/---

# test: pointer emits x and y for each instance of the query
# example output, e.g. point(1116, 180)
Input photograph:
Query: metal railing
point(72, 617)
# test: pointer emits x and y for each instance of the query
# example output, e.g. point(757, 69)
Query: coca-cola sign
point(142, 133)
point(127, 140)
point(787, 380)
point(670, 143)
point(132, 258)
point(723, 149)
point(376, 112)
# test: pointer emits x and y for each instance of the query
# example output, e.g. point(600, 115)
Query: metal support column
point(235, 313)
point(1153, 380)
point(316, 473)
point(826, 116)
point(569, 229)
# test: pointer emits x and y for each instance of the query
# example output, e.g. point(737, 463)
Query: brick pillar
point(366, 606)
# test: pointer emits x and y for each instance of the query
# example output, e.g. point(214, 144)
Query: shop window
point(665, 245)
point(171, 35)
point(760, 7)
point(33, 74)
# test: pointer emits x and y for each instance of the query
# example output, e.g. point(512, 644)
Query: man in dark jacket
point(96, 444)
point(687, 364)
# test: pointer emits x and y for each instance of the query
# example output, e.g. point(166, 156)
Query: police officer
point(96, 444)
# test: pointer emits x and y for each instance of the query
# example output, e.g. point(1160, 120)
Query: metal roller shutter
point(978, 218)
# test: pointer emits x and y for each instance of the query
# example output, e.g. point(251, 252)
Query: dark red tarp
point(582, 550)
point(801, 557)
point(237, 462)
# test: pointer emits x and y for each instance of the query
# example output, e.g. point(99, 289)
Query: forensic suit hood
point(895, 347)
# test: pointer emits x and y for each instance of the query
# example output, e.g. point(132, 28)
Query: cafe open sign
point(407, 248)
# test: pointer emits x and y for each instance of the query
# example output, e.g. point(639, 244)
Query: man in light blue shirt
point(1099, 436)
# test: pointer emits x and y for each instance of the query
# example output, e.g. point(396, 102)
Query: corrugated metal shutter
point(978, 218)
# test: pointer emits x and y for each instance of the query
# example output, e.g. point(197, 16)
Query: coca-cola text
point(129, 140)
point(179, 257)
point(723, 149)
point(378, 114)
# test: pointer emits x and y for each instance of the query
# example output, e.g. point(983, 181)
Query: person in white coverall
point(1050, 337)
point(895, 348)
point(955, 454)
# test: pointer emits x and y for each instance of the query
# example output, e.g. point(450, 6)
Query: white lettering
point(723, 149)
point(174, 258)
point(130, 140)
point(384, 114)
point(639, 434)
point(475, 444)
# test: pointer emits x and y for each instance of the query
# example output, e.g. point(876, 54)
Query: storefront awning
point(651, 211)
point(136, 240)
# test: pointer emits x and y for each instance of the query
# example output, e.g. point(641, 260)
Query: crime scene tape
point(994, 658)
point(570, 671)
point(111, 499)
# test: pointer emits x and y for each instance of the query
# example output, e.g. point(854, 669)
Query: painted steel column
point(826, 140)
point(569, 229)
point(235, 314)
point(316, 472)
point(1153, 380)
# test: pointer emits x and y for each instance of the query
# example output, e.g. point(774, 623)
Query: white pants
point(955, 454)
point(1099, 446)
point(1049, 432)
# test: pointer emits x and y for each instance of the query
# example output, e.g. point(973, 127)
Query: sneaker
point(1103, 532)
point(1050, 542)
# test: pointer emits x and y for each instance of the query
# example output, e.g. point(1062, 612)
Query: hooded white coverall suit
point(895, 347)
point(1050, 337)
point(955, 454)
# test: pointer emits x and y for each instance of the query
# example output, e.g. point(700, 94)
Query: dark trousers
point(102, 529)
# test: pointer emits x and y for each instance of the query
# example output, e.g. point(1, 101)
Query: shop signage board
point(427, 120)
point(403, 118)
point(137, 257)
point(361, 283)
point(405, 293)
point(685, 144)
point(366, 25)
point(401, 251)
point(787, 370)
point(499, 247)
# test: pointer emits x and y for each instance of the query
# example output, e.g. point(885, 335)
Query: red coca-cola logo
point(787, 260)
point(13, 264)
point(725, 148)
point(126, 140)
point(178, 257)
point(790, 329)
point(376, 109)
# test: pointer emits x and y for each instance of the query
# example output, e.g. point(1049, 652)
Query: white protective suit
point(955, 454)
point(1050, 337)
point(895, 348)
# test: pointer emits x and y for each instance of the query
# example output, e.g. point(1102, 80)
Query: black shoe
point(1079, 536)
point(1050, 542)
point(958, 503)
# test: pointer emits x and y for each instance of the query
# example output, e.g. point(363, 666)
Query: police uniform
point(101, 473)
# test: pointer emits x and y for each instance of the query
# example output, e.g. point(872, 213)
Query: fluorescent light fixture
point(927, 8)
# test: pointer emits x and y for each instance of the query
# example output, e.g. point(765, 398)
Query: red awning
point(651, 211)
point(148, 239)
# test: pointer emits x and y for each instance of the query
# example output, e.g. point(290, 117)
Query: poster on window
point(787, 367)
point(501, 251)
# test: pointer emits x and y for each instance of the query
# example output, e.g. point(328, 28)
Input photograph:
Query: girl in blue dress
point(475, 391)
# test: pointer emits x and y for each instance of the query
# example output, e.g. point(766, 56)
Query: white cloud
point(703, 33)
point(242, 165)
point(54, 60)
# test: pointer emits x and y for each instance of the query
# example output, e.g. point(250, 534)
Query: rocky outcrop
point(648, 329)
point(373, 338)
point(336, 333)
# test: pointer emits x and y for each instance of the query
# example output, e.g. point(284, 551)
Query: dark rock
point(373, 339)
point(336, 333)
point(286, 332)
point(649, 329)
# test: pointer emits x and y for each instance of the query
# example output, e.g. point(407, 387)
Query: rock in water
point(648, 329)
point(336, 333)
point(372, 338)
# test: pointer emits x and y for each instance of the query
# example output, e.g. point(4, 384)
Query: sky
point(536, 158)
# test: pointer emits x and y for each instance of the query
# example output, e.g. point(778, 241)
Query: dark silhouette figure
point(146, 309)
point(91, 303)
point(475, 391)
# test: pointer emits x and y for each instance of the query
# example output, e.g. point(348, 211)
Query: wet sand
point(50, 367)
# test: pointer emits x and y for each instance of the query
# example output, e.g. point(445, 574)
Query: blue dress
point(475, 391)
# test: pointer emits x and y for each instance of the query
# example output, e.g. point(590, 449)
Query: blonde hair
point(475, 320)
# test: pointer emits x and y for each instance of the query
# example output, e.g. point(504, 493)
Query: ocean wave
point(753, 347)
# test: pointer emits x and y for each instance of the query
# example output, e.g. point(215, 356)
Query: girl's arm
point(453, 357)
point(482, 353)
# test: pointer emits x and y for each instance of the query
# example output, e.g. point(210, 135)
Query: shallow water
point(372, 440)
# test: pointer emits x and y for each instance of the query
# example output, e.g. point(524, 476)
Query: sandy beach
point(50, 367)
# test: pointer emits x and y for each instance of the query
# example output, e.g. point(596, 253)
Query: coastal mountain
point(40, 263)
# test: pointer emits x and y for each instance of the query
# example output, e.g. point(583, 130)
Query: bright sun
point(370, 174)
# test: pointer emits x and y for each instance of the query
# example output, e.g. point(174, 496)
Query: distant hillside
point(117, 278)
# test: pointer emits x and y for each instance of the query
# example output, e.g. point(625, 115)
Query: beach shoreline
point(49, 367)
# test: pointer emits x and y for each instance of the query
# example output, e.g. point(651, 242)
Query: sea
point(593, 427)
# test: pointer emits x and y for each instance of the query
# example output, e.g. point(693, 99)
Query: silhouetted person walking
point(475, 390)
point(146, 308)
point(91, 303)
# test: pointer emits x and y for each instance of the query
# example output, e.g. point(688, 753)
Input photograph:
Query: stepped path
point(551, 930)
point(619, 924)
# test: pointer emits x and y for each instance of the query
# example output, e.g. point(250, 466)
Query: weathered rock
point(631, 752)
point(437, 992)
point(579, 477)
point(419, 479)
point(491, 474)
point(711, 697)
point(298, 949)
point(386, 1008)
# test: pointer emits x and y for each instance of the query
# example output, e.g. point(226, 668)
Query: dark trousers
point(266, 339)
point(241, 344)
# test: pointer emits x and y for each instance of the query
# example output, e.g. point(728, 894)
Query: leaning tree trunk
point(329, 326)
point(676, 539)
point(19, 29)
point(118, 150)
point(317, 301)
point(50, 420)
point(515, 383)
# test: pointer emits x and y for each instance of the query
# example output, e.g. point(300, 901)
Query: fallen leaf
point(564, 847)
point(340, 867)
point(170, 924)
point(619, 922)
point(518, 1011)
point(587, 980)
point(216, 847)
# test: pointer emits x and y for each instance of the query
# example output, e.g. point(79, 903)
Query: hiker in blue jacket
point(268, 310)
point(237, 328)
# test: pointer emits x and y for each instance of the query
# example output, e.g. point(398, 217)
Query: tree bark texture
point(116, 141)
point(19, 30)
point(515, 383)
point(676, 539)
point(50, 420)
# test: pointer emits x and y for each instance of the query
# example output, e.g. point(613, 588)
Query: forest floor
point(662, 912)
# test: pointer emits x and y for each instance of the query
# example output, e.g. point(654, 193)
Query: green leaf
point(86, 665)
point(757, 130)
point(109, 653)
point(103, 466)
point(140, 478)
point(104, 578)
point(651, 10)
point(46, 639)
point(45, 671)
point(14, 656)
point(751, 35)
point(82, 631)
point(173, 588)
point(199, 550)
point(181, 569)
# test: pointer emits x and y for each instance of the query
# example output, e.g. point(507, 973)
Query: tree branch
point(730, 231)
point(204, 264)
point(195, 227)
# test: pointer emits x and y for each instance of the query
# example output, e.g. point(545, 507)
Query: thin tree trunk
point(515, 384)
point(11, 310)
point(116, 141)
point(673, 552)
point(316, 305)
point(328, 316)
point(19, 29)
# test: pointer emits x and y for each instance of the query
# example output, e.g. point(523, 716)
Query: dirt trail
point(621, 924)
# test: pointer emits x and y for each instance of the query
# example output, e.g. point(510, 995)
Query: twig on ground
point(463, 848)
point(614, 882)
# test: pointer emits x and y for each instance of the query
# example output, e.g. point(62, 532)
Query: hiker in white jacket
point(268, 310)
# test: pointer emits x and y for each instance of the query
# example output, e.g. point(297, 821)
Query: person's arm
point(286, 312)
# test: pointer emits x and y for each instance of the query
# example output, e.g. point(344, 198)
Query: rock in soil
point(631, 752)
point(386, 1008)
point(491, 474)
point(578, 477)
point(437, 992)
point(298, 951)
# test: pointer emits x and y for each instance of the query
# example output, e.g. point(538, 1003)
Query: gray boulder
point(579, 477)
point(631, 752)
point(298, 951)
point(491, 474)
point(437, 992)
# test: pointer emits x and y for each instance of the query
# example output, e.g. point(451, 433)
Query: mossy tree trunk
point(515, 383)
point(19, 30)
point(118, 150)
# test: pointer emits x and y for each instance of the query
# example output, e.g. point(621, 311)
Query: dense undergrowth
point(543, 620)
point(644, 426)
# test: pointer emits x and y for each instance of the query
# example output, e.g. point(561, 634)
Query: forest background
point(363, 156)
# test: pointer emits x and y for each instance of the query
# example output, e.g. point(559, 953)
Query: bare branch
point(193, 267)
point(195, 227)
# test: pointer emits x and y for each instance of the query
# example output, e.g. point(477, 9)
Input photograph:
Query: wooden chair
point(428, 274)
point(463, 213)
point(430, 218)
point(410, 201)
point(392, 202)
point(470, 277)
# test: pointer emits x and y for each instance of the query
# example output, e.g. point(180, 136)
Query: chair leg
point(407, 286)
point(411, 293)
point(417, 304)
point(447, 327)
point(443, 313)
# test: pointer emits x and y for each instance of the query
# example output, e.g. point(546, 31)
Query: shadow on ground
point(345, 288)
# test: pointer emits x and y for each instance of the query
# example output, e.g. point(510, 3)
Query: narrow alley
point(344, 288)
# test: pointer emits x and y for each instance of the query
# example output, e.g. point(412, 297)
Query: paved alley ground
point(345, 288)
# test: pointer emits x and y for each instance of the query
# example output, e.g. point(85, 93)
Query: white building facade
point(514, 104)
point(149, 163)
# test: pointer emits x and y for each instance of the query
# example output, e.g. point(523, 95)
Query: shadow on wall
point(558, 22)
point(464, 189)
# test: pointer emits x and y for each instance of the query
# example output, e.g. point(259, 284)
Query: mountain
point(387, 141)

\---

**Instructions for the task**. Your answer must consist only of the lines from the start of the records above through the line with "# example output, e.g. point(600, 115)", each retyped exactly.

**Answer space**.
# test: pointer emits x and y for each instance of the query
# example output, e.g. point(1116, 180)
Input photograph:
Query: metal railing
point(72, 617)
# test: pointer emits x and y for each instance of the query
# example output, e.g. point(757, 69)
Query: coca-cola sign
point(142, 133)
point(127, 140)
point(787, 380)
point(670, 143)
point(132, 258)
point(723, 149)
point(376, 112)
# test: pointer emits x and y for each instance of the query
# example output, e.g. point(600, 115)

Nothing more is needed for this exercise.